• **Exercise**
Leave out the pictures and copy every record exactly.

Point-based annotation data
------------
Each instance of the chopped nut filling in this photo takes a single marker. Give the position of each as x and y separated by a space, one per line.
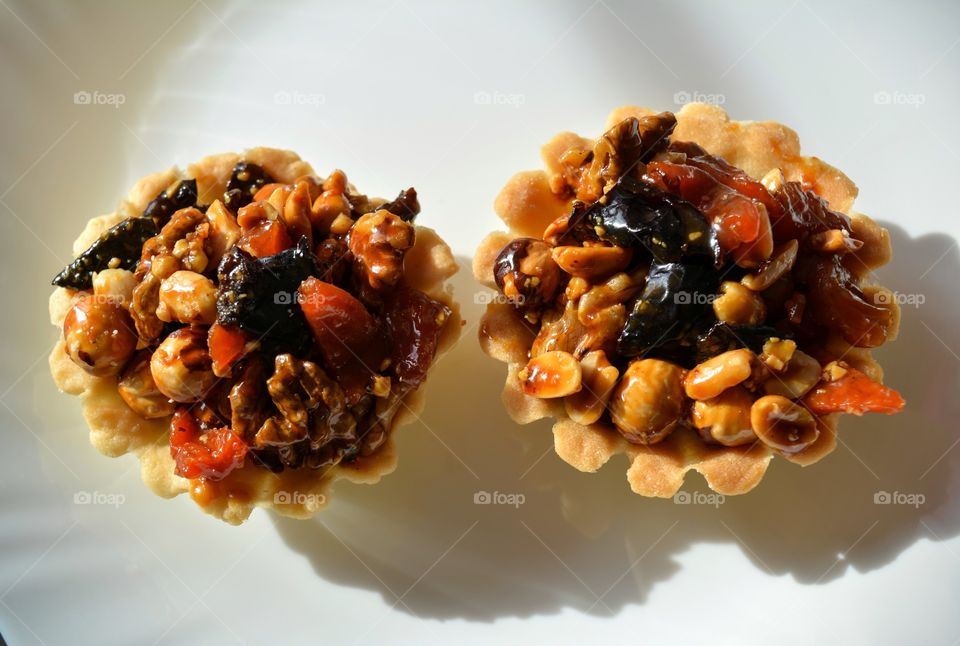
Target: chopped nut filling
274 326
679 291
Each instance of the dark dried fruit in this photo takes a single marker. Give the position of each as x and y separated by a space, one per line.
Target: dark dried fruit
406 205
835 301
247 179
259 295
802 213
674 308
671 229
721 337
117 247
414 321
164 205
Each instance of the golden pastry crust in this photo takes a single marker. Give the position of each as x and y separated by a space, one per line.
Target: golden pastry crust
526 205
116 430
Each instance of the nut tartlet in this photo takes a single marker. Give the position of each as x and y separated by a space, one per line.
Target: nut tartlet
251 331
690 291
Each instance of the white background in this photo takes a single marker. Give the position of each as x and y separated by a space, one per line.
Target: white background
388 91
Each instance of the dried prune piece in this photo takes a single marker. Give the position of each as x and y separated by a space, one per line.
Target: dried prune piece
834 300
673 309
802 213
741 223
406 205
722 337
349 338
526 273
247 179
621 149
164 205
117 247
414 321
671 229
259 295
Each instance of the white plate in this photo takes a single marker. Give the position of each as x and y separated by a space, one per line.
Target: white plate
453 99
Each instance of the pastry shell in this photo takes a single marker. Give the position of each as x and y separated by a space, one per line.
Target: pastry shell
527 205
116 430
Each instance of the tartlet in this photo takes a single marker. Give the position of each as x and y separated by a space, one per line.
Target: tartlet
251 331
689 291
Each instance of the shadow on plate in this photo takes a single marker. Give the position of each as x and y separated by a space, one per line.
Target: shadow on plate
584 541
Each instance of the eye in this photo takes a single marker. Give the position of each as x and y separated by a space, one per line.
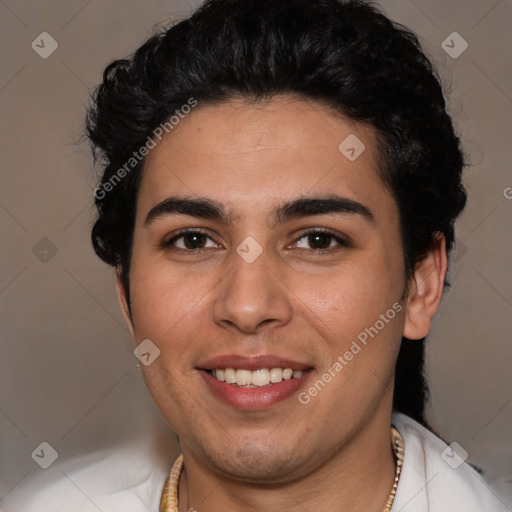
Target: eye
190 240
321 241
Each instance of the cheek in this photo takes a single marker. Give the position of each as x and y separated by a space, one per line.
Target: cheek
165 300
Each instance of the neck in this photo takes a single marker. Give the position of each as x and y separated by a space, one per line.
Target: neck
356 477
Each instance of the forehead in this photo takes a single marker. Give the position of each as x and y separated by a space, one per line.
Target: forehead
250 155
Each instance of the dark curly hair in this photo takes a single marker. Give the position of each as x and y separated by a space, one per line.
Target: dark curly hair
344 54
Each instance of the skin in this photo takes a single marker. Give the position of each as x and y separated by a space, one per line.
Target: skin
293 301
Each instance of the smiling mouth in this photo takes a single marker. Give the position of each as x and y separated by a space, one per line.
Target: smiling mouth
254 378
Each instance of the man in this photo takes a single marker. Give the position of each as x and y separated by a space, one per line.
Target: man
278 201
281 245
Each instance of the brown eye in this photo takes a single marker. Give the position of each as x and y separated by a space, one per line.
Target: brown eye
190 241
319 240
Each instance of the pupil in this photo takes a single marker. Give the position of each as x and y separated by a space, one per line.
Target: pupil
196 238
320 239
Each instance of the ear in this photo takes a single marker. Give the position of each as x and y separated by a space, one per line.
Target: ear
425 291
123 303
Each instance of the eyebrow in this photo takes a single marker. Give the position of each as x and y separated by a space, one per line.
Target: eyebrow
205 208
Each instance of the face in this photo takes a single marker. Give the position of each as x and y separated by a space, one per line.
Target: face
289 255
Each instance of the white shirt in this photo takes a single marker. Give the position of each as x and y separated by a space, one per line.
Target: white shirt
131 478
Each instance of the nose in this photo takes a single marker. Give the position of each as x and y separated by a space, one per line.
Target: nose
252 295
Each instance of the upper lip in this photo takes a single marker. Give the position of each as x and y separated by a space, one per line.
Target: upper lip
250 362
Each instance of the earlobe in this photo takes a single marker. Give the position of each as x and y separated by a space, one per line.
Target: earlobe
121 297
426 291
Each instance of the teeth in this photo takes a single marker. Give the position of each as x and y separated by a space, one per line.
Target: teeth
276 375
287 373
256 378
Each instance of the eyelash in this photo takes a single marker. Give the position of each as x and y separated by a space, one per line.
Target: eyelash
342 243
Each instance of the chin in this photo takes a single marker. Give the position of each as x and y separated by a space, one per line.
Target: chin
257 463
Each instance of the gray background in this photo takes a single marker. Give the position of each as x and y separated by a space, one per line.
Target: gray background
67 371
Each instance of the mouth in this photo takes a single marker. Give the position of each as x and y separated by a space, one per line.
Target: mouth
253 383
258 378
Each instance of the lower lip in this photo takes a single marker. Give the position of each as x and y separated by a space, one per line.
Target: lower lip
253 399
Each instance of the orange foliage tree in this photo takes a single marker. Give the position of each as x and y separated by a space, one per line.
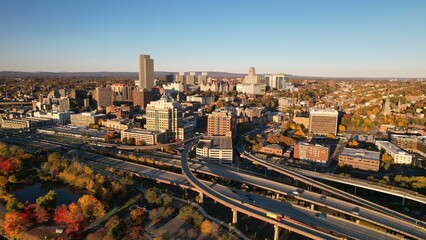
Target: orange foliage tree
15 223
91 206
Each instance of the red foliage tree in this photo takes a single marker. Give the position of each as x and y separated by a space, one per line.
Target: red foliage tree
6 167
15 223
41 215
73 216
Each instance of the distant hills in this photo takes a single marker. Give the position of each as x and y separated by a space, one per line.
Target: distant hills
105 74
161 74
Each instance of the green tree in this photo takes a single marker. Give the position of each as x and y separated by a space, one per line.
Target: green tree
47 201
153 195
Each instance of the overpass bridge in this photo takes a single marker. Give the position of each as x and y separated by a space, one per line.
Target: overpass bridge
178 180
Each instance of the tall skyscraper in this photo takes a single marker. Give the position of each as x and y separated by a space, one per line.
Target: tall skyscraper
141 97
220 123
165 115
121 92
103 96
146 73
386 108
190 79
278 81
202 78
251 78
180 77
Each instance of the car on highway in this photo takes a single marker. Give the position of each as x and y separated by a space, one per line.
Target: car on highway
296 192
321 216
355 211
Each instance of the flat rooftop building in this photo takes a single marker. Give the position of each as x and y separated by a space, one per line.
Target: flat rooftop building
399 156
215 149
360 159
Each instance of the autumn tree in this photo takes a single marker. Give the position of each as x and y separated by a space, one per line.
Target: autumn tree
387 161
152 195
353 143
36 213
167 199
41 215
116 227
3 182
110 136
73 216
208 227
136 215
91 206
15 223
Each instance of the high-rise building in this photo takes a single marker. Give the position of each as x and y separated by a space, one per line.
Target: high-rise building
------------
• **Solution to this problem**
Each instance of the chopped nut filling in this photo takes a single marker. Give the position of each as x and y separated by a space, one per line.
Target: chopped nut filling
274 326
679 291
Each instance of the dark dried fruit in this photo takes a single marker. Give the position of each as x and y separated by a space, one per line.
Target: dark dried fruit
406 205
835 301
247 179
259 295
802 213
674 308
671 229
721 337
117 247
414 321
164 205
Each instance of the golden pastry crust in this photo takes a single marker. Give the position of each as x and y separated by a space, one per line.
Target: golden pastry crust
526 205
116 430
Each instance of the nut tartlet in this photo takes a single marker. Give the position of each as x and y separated by a space, one per line.
Target: nut tartlet
251 331
690 291
Each instance of the white background in this photo takes a single marker. Give the position of each as x and y separated by a space, one per line.
Target: white background
388 91
Each instance of the dried prune piece in this photo takes a single marker. Give the position of each as x and y separated by a space, one per line.
Target: dried prune piece
834 300
673 309
802 213
741 223
406 205
722 337
349 338
526 273
247 179
621 149
164 205
117 247
414 321
671 229
259 295
Each instance of the white plate in this photo takes a single marker. Give the position of each as x and y separated by a space, one per line.
Target: white plate
453 99
Each instance of the pastry shell in this photo takes a single marker. Give the position of each as x and y separated by a space, one per line.
Target: pastry shell
527 205
116 430
Each instance of the tartlet in this photo takes a single marker. Give the position of each as x and y separated by a space, one per line.
Target: tartlet
251 331
689 291
Each instance of the shadow on plate in this photo takes a single marker. Give the position of each as x and y separated by a space, one per line.
Target: shadow on plate
584 541
Each instance of the eye in this photo takes a single marker. Give the position of each as x and y separated by a space, one per line.
Target: eye
190 240
321 241
Each instance of the cheek in this photo takes a single marker. Give the position of each as x and y separated by a space, one per line.
Target: cheek
165 300
Each instance of the neck in this photo takes a single marker. Give the position of each as x and y separated by a space, one per line.
Target: neck
356 477
Each instance of the forehead in this photo takes a single marker. Give the position of each as x and y separated by a space, one per line.
Target: forehead
250 155
Each instance of the dark curly hair in this photo takes a single marker. Give the position of each as x and y separated by a space, one per line.
Target: dark curly hair
344 54
Each instance of the skin in this photo takes a single marker. Give the position of each as x and y separated by a space, one per line.
Target: skin
293 301
Each instance of the smiling mouth in this photo takes a single marker. Give the position of each as x and y separated by a space, one per line.
Target: smiling mouth
254 378
Each instance of the man in this photo takes a single marker. Give the position of each as x and y separated by a space, one per line.
Target: man
278 201
281 245
Each instance of the brown eye in this photo takes a single marker. Give the position of each as x and y separated by a space, one per line.
Target: brown eye
190 241
319 240
Each instance of the pupil in this photo takes a single marker. Give the position of each as x and y separated by a space, one per line.
Target: pupil
196 238
320 239
Each instance of the ear in this photo takes a single marker. Give the position of each as x and y separated by a space, one per line.
Target: ear
425 291
123 303
Each instance of the eyebrow in this photo takes a single marker. Give the position of each as x and y separated by a space, one per line.
Target: eyebrow
205 208
Each instance of the face in this photo takes a single marker. Give the position of each as x and y separated by a space, one per line.
Target: face
289 255
Each instance of the white shirt in this photo takes a single marker. Give the position of each as x and y separated by a space, one per line.
Target: white shirt
131 478
Each instance of the nose in this photo takes a single marker. Give the position of each as x and y separated by a space, one per line.
Target: nose
252 295
Each instance of the upper lip in this photo takes a single marker. Give the position of each as x and y separated by a space, one per line.
Target: upper lip
250 362
Each instance of the earlobe in this photo takes a single marker. Give the position of each as x and y separated by a space, one per line.
Target: earlobe
121 297
426 291
Each instance of the teeth in this photo takes a single marker. Give the position of each as x and y separated by a space, one per line.
Target: teeth
276 375
287 373
256 378
Each instance of the eyelash in this photo takes a single marker. Give the position of each as x and y separated by a space, one per line.
Target: eyelash
342 243
Each instance of the chin in this photo takes a single marker. Give the position of each as x and y separated by a space, one per line.
Target: chin
257 463
Each instance of the gray background in this photo takes a single marker. Give the position of each as x and y separated by a space, one per line.
Target: gray background
67 371
Each instance of the mouth in this photo takes a single marker. Give the position of each as x and y separated by a space, one per line.
Target: mouth
253 383
258 378
Each instance of the lower lip in this photo takes a single marker. Give the position of each as x and y separated by a space, one per line.
Target: lower lip
253 399
Each instance of the orange foliage tree in this photo takes a single marker. Give the position of each as x and y separated by a space, one per line.
Target: orange foliage tree
15 223
91 206
Each instance of the red foliage tree in this photo takes a single marker. Give the position of each as x and y separated by a space, one per line.
Target: red foliage tree
6 167
15 223
41 215
73 216
Each instance of the distant hills in this photo takes a single marker. Give the position of each as x and y separated by a space, one per line.
Target: distant hills
105 74
161 74
Each instance of the green tree in this photo takes a single marker. Give the position of each as x and y separated by a space, one per line.
Target: green tree
47 201
153 195
Each instance of the overpass bridge in this photo takes a single marker. Give the position of each as x and y separated by a space, one per line.
Target: overpass bridge
178 180
Each instance of the tall skyscraper in this photo takes a single marker. Give the position of each as x and y separated by a space, one per line.
Target: tall skyscraper
141 97
220 123
165 115
121 92
103 96
146 73
386 108
190 79
278 81
202 78
251 78
180 77
Each instance of the car on highway in this photo takes a single marker. Give the position of each as x and y separated by a space, one per line.
Target: car on highway
296 192
321 216
355 211
Each instance of the flat rooftop building in this photo takes a single marker. Give the position of each as x and y separated by a space, one per line.
Target: flat rooftop building
399 156
215 149
360 159
Each instance of the autumn tree in this photo takes a single marker. Give the position of each as x and y separated by a space, one per line.
Target: autumn tree
387 161
152 195
353 143
36 213
167 199
41 215
116 227
3 182
110 136
73 216
208 227
136 215
91 206
15 223
Each instance of the high-rise building in this photo takes a single marker. Give the position of each as x and y separated by a space, one per line.
Target: high-rise building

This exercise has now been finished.